**課題 1**
講演記録で、『「邪馬台国」はなかった』は何年に出版されたと述べられているか答えよ。
**課題 2**
講演記録の挨拶の文章を、示された最後の文に続けて書き継げ。

**文書**
『古代に真実を求めて』 (明石書店)第9集 講演記録 古今和歌集
二〇〇五年七月三〇日 京都市商工会議所大ホール
[第一部 対談] 古田武彦が語る古代史 古賀達也/古田武彦
第二部古田武彦講演 「君が代ぜん
1歌の始まり “あなにえや、えおとこを” 2『古事記』の「淡道之穗之狹別」 3『古今和歌集』の「古の歌」
4九州年号と神籠石山城 5枕詞について 6古代日本語の甲類・乙類について 7日本書紀の倭(夜摩苔 ヤマト)は、筑紫である 8藤原京はなかった 質問


古今和歌集

古田武彦

[第一部 対談] 古田武彦が語る古代史 古賀達也/古田武彦

社長・杉田誠三氏の挨拶

 本日はひじょうに暑い中、たくさんのかたがお集まりいただき、ありがとうごさいます。主催者を代表してして、ひと言ご挨拶申し上げます。
 わたしは、この会場に二冊の本をもって参りました。一冊が『「邪馬台国」はなかった』という本です。もうご承知だと思いますが、古田先生の古代史に対する一冊目の本です。一九七一年に出版されております。その時わたしは大学を卒業したばかりですから、その本の存在を知りませんでした。その後、七・八年が経って角川文庫から、この本が復刊されております。わたしはその当時古代史が好きだったものですから、たくさんの本をよんでおりました。ただ素人のかた、専門家のかた、相入り乱れて、いろいろな説が出されております。それを読んでみると、ほんとうに好きなことを言っても良いのではないか。そのような感じを改めて受け取っており、あまり読む気はしなかった。

**掲載一覧**
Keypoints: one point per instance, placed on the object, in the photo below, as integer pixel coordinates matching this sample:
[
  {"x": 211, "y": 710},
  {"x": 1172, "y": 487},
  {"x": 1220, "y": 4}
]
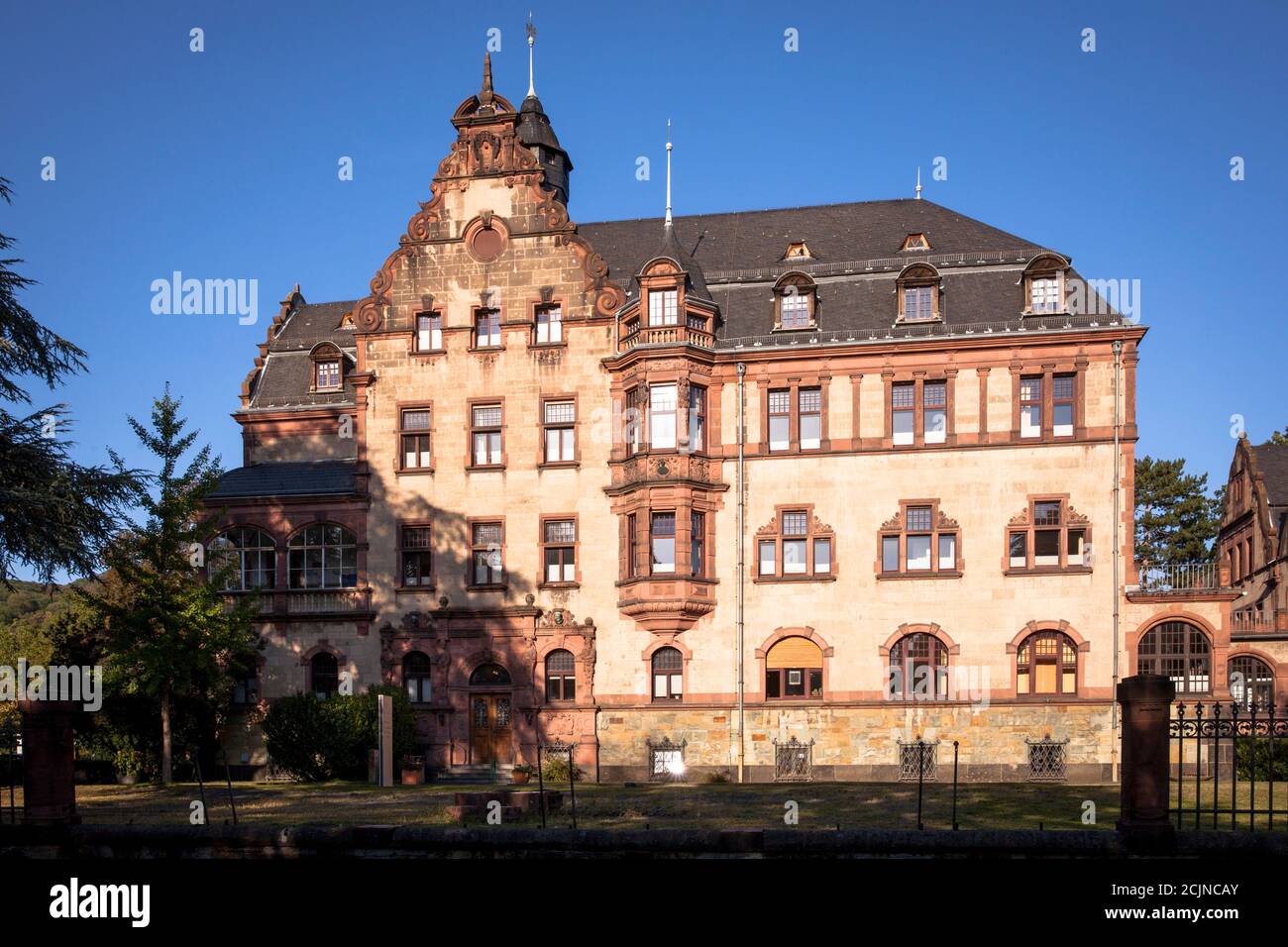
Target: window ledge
[
  {"x": 919, "y": 574},
  {"x": 815, "y": 578},
  {"x": 1048, "y": 571}
]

**記述回答 1**
一九七一年に出版されたと述べられている。

**記述回答 2**
 それで大学の後輩の友人から、ぜひ読んだら良いと紹介されたのが、この角川文庫本です。この本が出版されてから、ちょうど十年後の話です。ところがやはりタイトルがうさんくさい。『「邪馬台国」はなかった』、本当かいな。紹介されて一年ぐらい放置していました。あるとき何の気なしに最初の一行を読んでみて、この人は「すごいな。」と感じました。最後の奥付に、読んだ日付が一九七八年九月二十二日から二十四日と書いてあります。たった三日間で読み終えました。最初は何も分からなかったけれども、今まで読んだ本とまったく違うな。ひじょうにオーソドックス、かつ説得力がある。他の本は、難解・好き勝手である。そのような気がしていましたが、この本は三日間で読みました。それから分からなかったということもあり、その一年間に三度に渡り読みました。初めて、このような先生がいる。これを機会に、先生の他の著書も購入し読ませていただいた。これで邪馬台国論争は決着がついた。素人なりにそう思っております。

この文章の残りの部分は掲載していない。